• Document text

The U.S. Supreme Court Hears Arguments on Corporation’s Religious Objections to Affordable Care Act Contraception Mandate

Megan J. Muoio, March 26, 2014

On Tuesday, March 25, 2014, the United States Supreme Court heard oral arguments in one of the most anticipated cases of the 2013-2014 Term – Sebelius v. Hobby Lobby Stores and Conestoga Wood Specialties Corp. v. Sebelius, which were consolidated for argument. Both cases concern a challenge by a private, for-profit corporation to the ACA’s mandate that all covered employee health plans provide no-cost pregnancy-related services for women, which includes prescription contraceptives.

Hobby Lobby is a national chain of craft stores with 13,000 employees and has a subsidiary, Mardel, a national chain of religious book stores with 400 employees. The Green family, which owns Hobby Lobby and Mardel, objected to the contraception mandate in the ACA because they believe that the mandate interferes with their religious beliefs. Hobby Lobby challenged the mandate to cover only those forms of birth control that it believes are abortofacients. Hobby Lobby points to the 1993 Religious Freedom Restoration Act, which prohibits the federal government from imposing a “substantial burden” on the religious exercise of a “person” unless the government can prove a compelling government interest in the burden and that it is using the least restrictive means. Importantly, for the purpose of this appeal, “person” is not defined under the Act.

The key question is whether a corporation is a “person” under the Act whose religious freedom can be impinged upon by the federal government. The United States Court of Appeals for the Tenth Circuit held that a for-profit corporation could express its faith, which should be protected under the Act. On appeal to the Supreme Court, the federal government argued that: (1) corporations do not exercise religion, (2) the ACA’s mandate only applies to corporations and not their individual owners, who are separate entities, and (3) the federal government has proven a compelling interest in ensuring women’s access to vital health benefits under the federal health insurance program.

• What you need to do
[A] According to the Hobby Lobby article, how many employees does Mardel have?
[B] Do these statements agree with the Hobby Lobby article? (i) The Tenth Circuit held that a for-profit corporation could express its faith. (ii) The Religious Freedom Restoration Act defines the term "person." (iii) Hobby Lobby has 13,000 employees.
[C] Copy from the Hobby Lobby article the part that opens with the words containing "The key question" and closes with "health insurance program.".

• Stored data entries

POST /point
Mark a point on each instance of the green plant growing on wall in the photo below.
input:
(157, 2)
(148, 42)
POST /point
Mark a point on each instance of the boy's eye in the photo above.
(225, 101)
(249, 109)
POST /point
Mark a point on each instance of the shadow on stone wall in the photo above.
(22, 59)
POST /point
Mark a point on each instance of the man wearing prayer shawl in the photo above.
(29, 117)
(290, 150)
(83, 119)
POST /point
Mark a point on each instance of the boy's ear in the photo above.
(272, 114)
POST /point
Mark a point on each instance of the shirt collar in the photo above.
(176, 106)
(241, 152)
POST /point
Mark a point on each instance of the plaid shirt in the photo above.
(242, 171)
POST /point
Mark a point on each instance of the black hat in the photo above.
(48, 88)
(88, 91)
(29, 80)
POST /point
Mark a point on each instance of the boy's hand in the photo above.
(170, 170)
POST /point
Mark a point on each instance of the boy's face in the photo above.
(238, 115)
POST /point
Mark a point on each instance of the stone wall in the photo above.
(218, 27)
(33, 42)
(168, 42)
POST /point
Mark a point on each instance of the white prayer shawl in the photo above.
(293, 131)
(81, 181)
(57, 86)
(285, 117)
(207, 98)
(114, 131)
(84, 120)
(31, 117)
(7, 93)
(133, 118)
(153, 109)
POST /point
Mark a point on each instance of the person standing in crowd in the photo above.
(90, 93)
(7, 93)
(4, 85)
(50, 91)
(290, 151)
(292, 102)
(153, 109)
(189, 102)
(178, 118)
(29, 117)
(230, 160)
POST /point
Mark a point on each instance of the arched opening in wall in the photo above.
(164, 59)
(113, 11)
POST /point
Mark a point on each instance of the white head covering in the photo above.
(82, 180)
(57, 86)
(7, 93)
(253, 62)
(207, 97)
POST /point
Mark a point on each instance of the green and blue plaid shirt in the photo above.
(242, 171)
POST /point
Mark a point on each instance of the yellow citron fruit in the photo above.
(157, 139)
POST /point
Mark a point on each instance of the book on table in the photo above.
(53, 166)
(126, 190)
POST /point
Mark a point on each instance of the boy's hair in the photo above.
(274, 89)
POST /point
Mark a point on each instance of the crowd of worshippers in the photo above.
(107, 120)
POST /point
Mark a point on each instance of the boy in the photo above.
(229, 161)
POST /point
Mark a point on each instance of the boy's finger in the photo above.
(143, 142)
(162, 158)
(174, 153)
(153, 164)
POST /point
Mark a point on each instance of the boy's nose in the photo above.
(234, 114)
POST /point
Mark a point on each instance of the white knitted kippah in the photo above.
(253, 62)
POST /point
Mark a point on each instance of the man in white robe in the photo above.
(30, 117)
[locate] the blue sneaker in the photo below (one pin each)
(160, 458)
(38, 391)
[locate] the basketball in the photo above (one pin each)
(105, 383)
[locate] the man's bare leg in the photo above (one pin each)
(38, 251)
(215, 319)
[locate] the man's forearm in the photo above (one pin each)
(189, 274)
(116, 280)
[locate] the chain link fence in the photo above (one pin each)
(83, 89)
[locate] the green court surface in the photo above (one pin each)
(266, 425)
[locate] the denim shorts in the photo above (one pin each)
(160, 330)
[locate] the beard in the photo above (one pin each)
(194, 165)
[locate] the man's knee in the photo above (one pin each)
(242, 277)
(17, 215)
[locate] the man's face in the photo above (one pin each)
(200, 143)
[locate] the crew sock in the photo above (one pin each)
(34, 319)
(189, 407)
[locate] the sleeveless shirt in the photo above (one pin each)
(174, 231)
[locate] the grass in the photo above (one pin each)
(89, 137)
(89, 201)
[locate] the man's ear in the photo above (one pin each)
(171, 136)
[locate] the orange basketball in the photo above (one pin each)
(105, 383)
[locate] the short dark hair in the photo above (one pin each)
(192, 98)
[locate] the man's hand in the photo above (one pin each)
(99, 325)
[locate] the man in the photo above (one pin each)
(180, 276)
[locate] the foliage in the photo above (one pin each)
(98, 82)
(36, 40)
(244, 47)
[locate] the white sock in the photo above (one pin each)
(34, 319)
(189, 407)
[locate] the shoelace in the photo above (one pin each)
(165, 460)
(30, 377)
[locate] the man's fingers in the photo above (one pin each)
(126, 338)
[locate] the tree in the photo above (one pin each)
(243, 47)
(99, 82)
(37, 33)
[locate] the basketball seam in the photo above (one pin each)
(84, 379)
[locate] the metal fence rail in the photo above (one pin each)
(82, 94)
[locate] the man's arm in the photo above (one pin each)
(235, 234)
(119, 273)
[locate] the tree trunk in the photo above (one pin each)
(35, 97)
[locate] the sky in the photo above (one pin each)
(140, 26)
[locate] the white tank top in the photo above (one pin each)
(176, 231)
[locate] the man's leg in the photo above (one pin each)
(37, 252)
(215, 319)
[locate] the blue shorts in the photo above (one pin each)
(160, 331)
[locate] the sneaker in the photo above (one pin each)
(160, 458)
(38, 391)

• Your responses
[A] Mardel has 400 employees.

[B]
(i) Yes: "The United States Court of Appeals for the Tenth Circuit held that a for-profit corporation could express its faith, which should be protected under the Act."
(ii) No: "Importantly, for the purpose of this appeal, “person” is not defined under the Act."
(iii) Yes: "Hobby Lobby is a national chain of craft stores with 13,000 employees"

[C]
The key question is whether a corporation is a “person” under the Act whose religious freedom can be impinged upon by the federal government. The United States Court of Appeals for the Tenth Circuit held that a for-profit corporation could express its faith, which should be protected under the Act. On appeal to the Supreme Court, the federal government argued that: (1) corporations do not exercise religion, (2) the ACA’s mandate only applies to corporations and not their individual owners, who are separate entities, and (3) the federal government has proven a compelling interest in ensuring women’s access to vital health benefits under the federal health insurance program.